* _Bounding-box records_
════════════════
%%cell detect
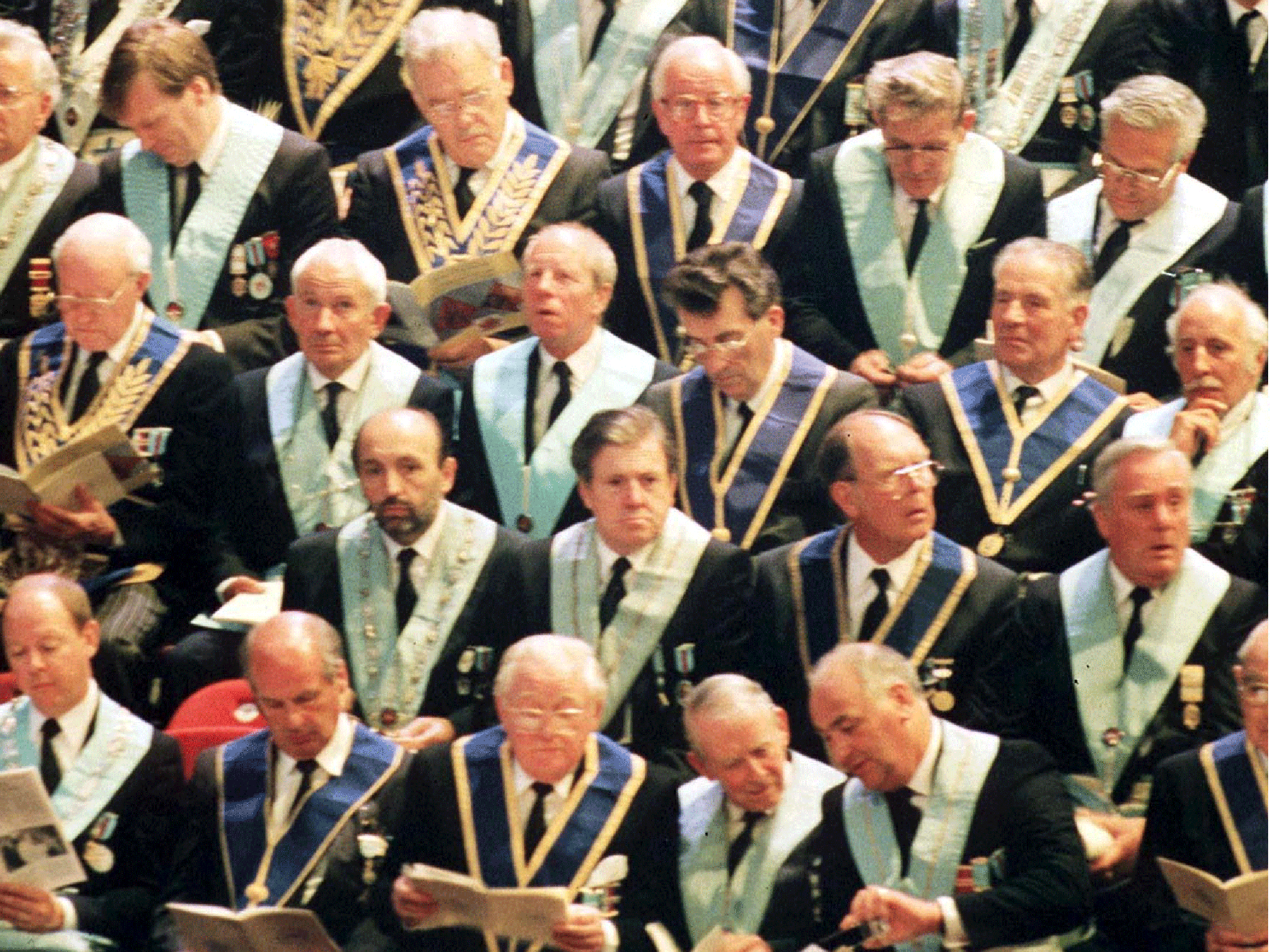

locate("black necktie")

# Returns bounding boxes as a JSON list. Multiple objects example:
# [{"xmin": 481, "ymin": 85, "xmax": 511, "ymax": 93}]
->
[
  {"xmin": 882, "ymin": 787, "xmax": 922, "ymax": 872},
  {"xmin": 1015, "ymin": 383, "xmax": 1040, "ymax": 420},
  {"xmin": 728, "ymin": 810, "xmax": 767, "ymax": 879},
  {"xmin": 39, "ymin": 717, "xmax": 62, "ymax": 796},
  {"xmin": 904, "ymin": 198, "xmax": 931, "ymax": 274},
  {"xmin": 1001, "ymin": 0, "xmax": 1032, "ymax": 76},
  {"xmin": 396, "ymin": 549, "xmax": 419, "ymax": 633},
  {"xmin": 600, "ymin": 556, "xmax": 631, "ymax": 631},
  {"xmin": 1124, "ymin": 585, "xmax": 1150, "ymax": 671},
  {"xmin": 687, "ymin": 182, "xmax": 714, "ymax": 252},
  {"xmin": 1093, "ymin": 219, "xmax": 1140, "ymax": 281},
  {"xmin": 321, "ymin": 379, "xmax": 344, "ymax": 448},
  {"xmin": 544, "ymin": 361, "xmax": 573, "ymax": 433},
  {"xmin": 287, "ymin": 760, "xmax": 318, "ymax": 816},
  {"xmin": 525, "ymin": 781, "xmax": 555, "ymax": 859},
  {"xmin": 859, "ymin": 569, "xmax": 890, "ymax": 641},
  {"xmin": 455, "ymin": 169, "xmax": 476, "ymax": 218}
]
════════════════
* _TASK DESCRIPTION_
Output the lines above as a numbered list with the blank lines left out. Leave the pictures out of your answer.

* _EXERCISE RESULT_
1. %%cell detect
2. locate("black necktie")
3. # Returns bounding boxes as a JSON list. Multiple objects example:
4. # [{"xmin": 481, "ymin": 85, "xmax": 511, "ymax": 93}]
5. ->
6. [
7.   {"xmin": 882, "ymin": 787, "xmax": 922, "ymax": 872},
8.   {"xmin": 1015, "ymin": 383, "xmax": 1040, "ymax": 420},
9.   {"xmin": 728, "ymin": 810, "xmax": 767, "ymax": 879},
10.   {"xmin": 39, "ymin": 717, "xmax": 62, "ymax": 796},
11.   {"xmin": 904, "ymin": 198, "xmax": 931, "ymax": 274},
12.   {"xmin": 1001, "ymin": 0, "xmax": 1032, "ymax": 76},
13.   {"xmin": 396, "ymin": 549, "xmax": 419, "ymax": 633},
14.   {"xmin": 600, "ymin": 556, "xmax": 631, "ymax": 631},
15.   {"xmin": 1124, "ymin": 585, "xmax": 1150, "ymax": 671},
16.   {"xmin": 687, "ymin": 182, "xmax": 714, "ymax": 252},
17.   {"xmin": 1093, "ymin": 219, "xmax": 1140, "ymax": 281},
18.   {"xmin": 321, "ymin": 379, "xmax": 344, "ymax": 448},
19.   {"xmin": 544, "ymin": 361, "xmax": 573, "ymax": 433},
20.   {"xmin": 287, "ymin": 760, "xmax": 318, "ymax": 816},
21.   {"xmin": 525, "ymin": 781, "xmax": 555, "ymax": 859},
22.   {"xmin": 859, "ymin": 569, "xmax": 890, "ymax": 641},
23.   {"xmin": 455, "ymin": 169, "xmax": 476, "ymax": 218}
24. ]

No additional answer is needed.